[START]

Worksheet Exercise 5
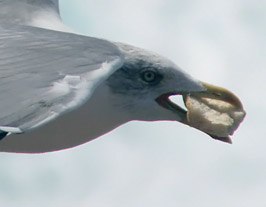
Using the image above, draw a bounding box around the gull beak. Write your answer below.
[156,82,246,144]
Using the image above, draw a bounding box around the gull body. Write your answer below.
[0,0,233,153]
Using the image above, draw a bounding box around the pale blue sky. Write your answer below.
[0,0,266,207]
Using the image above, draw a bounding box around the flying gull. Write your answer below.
[0,0,245,153]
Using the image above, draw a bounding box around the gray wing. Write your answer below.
[0,24,123,133]
[0,0,66,31]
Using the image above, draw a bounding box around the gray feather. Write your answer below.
[0,0,59,25]
[0,24,123,131]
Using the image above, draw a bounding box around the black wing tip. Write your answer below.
[0,131,8,141]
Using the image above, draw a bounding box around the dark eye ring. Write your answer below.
[141,70,157,83]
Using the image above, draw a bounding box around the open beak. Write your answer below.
[156,82,246,144]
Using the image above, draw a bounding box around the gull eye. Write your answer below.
[141,69,161,84]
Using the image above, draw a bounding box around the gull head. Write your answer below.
[107,43,245,143]
[107,43,203,122]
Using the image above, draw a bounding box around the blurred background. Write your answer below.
[0,0,266,207]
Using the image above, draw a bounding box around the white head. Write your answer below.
[106,43,205,122]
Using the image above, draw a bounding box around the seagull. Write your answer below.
[0,0,245,153]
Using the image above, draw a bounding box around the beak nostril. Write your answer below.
[169,95,187,110]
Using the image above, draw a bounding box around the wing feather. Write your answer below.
[0,24,123,133]
[0,0,67,32]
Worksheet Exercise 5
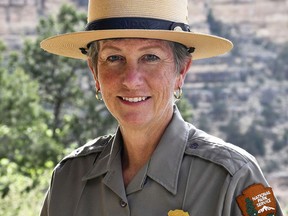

[END]

• EXERCISE BRIEF:
Copy out every one of the entries above word for word, omitting the pictures.

• FINAL RESULT:
Worksheet Exercise 5
Using the image above, draw a bounding box around the gull beak. Write your answer below.
[156,82,246,144]
Using the image above, draw a bounding box around the gull body. Write your answer below.
[0,0,233,153]
Using the image above, draw a bounding box around the pale blue sky. Write your answer below.
[0,0,266,207]
Using the image above, draw a bounding box around the flying gull. Write your answer below.
[0,0,245,153]
Using the image above, draw a bounding box around the gray wing. Write your answer below.
[0,24,123,133]
[0,0,66,31]
Using the image above, draw a bounding box around the gray feather. Write your answer below.
[0,0,59,25]
[0,24,123,131]
Using the image above, draw a bounding box around the black wing tip. Write your answer below.
[0,131,8,141]
Using the image above, draw a bounding box around the dark eye ring. Write your answer below.
[141,70,157,83]
Using the image above, draw a bounding box around the open beak. Write your answer below.
[156,82,246,144]
Using the image above, draw a bounding box around the gull eye. Write your answer below.
[141,69,161,84]
Using the image above, draw a bounding box around the gull head. Write your answer below.
[107,43,245,143]
[107,43,203,122]
Using the image above, draw a bounding box around the blurred background. Write your answer below.
[0,0,266,207]
Using the image above, draw a bounding box around the white head. Write your answer below.
[106,43,205,122]
Using the image above, draw a bounding box around the seagull. Write your answer below.
[0,0,245,153]
Using the image above, draw a bounding box around the beak nostril. Write your answer below.
[169,95,187,110]
Using the image above, draw a bounding box around the wing feather. Write your answer below.
[0,24,123,133]
[0,0,67,32]
Worksheet Exercise 5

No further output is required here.